The steamboat Bertrand was heavily laden with provisions when it set out on the Missouri River in 1865, destined for the gold mining camps in Fort Benton, Mont. The boat snagged and swamped under the weight, sinking to the bottom of the river. It was found a century later, under 30 feet of silt a little north of Omaha, Neb.

Among the canned food items retrieved from the Bertrand in 1968 were brandied peaches, oysters, plum tomatoes, honey, and mixed vegetables. In 1974, chemists at the National Food Processors Association (NFPA) analyzed the products for bacterial contamination and nutrient value. Although the food had lost its fresh smell and appearance, the NFPA chemists detected no microbial growth and determined that the foods were as safe to eat as they had been when canned more than 100 years earlier.

::::

HOW TO COMPLETE THIS TASK –
Answer from the steamboat passage:
(a) What destination was the Bertrand bound for when it set out in 1865?
(b) Where was the sunken boat found a century later?
(c) What did the NFPA chemists detect in the canned food?
The entries are separate material, unconnected to the steamboat passage.

::::

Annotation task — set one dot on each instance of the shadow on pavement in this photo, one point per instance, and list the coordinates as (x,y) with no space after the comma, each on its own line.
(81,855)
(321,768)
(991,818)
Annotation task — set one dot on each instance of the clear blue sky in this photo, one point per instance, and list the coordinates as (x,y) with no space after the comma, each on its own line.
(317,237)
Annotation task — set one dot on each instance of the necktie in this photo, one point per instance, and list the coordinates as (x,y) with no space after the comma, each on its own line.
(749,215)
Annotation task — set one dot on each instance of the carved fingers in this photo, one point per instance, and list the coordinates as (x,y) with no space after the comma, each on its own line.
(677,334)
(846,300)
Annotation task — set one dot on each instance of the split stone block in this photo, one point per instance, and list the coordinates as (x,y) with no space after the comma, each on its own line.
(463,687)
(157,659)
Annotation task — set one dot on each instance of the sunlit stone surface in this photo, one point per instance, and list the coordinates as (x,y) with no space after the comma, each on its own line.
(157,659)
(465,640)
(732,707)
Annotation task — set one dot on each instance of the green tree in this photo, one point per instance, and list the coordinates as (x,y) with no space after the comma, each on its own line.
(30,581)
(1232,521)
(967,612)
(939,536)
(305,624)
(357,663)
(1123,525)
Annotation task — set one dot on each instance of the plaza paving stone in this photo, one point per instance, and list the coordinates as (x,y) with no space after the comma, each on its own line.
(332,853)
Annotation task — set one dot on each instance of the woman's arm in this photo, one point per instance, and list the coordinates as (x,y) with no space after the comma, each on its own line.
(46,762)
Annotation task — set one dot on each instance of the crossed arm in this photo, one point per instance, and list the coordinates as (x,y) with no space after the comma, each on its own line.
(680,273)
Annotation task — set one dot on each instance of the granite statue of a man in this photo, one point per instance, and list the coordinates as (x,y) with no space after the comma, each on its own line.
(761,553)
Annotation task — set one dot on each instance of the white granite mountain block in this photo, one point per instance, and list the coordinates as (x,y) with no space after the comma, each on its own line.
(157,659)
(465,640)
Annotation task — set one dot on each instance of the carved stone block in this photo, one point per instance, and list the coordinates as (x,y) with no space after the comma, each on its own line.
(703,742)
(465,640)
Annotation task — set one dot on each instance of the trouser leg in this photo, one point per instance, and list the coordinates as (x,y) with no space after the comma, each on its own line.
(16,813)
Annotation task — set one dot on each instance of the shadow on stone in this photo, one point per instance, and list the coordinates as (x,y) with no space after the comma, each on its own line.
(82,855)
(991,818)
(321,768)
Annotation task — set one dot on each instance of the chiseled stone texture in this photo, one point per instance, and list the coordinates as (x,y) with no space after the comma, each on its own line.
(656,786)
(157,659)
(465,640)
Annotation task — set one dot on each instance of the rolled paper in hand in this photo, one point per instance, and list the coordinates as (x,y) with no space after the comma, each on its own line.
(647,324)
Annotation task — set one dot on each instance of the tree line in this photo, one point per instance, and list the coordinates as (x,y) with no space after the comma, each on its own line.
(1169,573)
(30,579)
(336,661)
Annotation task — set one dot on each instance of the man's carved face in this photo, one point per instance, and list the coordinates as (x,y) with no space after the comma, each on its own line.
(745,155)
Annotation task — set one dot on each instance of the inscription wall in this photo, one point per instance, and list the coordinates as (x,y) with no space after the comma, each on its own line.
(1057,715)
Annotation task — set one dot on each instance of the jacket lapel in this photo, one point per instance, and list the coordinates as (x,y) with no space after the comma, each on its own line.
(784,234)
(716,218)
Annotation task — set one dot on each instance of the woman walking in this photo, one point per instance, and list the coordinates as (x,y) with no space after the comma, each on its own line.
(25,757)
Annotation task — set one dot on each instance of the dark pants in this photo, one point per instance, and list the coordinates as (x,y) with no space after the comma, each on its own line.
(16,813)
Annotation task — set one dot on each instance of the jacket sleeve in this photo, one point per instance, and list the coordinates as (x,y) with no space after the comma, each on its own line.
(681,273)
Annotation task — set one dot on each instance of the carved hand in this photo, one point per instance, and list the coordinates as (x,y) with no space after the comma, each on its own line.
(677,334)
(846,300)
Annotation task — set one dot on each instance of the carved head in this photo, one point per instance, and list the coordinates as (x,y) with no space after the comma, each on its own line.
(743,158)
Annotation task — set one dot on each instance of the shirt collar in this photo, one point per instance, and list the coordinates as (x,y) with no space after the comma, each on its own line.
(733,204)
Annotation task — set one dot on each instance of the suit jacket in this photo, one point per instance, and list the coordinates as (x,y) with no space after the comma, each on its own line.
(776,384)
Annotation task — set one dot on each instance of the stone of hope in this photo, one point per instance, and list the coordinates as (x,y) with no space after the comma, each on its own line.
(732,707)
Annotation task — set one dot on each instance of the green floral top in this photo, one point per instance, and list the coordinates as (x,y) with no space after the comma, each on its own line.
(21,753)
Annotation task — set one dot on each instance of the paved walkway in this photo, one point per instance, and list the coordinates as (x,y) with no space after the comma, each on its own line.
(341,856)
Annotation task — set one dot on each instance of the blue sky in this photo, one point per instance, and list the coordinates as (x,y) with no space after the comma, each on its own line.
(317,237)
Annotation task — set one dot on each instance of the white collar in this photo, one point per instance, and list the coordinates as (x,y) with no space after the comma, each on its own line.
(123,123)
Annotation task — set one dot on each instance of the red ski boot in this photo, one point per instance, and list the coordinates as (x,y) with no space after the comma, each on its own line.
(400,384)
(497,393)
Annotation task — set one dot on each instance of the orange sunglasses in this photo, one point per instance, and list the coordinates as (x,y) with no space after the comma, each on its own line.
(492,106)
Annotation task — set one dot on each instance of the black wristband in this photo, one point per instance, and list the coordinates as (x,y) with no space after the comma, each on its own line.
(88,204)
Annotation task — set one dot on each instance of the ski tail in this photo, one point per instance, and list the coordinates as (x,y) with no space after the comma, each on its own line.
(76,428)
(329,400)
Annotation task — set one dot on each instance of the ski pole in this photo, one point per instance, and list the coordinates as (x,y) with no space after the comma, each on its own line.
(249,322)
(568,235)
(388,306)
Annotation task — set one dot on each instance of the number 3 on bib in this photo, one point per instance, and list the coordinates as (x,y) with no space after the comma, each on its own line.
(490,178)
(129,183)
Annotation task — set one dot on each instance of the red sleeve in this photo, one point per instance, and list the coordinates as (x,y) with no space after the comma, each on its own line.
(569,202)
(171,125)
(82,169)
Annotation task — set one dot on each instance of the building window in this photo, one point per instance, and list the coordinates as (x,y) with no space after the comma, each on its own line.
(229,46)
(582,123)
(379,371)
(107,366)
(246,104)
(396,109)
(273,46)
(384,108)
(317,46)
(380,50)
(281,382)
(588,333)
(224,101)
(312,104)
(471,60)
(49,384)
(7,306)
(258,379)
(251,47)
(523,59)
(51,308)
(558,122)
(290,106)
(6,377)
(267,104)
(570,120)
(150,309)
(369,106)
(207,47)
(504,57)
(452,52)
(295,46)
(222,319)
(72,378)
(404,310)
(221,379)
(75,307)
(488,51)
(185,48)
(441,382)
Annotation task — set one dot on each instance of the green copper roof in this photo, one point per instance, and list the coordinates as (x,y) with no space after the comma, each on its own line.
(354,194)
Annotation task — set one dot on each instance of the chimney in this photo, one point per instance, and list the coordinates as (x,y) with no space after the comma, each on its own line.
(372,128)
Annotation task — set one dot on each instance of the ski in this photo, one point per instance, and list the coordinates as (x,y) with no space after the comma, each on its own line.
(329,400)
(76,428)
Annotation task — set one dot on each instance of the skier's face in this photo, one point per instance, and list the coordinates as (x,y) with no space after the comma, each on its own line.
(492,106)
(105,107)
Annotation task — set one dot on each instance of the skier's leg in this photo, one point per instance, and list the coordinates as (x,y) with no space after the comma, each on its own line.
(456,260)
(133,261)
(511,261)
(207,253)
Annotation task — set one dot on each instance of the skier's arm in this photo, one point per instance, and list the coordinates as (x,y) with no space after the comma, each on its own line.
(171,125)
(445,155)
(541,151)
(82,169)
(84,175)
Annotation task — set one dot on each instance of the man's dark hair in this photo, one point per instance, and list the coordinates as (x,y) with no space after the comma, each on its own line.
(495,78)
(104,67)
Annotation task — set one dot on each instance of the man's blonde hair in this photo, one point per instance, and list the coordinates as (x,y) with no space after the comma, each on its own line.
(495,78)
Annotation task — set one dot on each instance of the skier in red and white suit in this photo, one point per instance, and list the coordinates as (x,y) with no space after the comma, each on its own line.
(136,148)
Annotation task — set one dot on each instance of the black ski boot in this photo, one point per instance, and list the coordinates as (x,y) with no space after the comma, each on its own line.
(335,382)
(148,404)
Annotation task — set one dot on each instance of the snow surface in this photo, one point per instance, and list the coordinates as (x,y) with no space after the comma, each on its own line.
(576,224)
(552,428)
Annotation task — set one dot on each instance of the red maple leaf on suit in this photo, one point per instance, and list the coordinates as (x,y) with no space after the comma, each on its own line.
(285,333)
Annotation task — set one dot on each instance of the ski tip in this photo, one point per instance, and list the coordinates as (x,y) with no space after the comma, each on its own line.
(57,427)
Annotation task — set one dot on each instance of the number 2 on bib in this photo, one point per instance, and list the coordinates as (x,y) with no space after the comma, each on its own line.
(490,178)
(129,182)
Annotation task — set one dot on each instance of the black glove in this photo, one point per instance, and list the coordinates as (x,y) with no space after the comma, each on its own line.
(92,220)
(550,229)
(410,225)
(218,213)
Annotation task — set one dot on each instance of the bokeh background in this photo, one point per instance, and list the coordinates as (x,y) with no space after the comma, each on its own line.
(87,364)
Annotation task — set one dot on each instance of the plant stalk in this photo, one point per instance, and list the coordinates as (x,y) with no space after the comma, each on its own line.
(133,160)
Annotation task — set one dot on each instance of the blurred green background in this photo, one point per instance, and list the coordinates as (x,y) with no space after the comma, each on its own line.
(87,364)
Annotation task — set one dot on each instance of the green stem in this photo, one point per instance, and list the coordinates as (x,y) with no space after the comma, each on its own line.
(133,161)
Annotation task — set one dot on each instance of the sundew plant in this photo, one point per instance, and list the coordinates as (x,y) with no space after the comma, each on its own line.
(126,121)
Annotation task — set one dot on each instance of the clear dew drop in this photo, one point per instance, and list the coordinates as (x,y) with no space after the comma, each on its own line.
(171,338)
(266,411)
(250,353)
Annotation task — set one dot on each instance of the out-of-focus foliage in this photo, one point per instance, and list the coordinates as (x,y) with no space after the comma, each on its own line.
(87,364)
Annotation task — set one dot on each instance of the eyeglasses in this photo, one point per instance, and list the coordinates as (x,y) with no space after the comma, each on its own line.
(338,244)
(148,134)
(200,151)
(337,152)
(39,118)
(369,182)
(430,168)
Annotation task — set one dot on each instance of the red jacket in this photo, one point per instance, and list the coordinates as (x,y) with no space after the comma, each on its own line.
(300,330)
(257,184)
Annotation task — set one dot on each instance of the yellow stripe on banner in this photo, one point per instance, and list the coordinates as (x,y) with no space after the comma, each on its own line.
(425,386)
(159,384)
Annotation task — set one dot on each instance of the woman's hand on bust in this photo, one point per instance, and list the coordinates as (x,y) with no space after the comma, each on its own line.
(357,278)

::::

RESPONSE TO THIS EXERCISE –
(a) The gold mining camps in Fort Benton, Mont.
(b) Under 30 feet of silt a little north of Omaha, Neb.
(c) No microbial growth.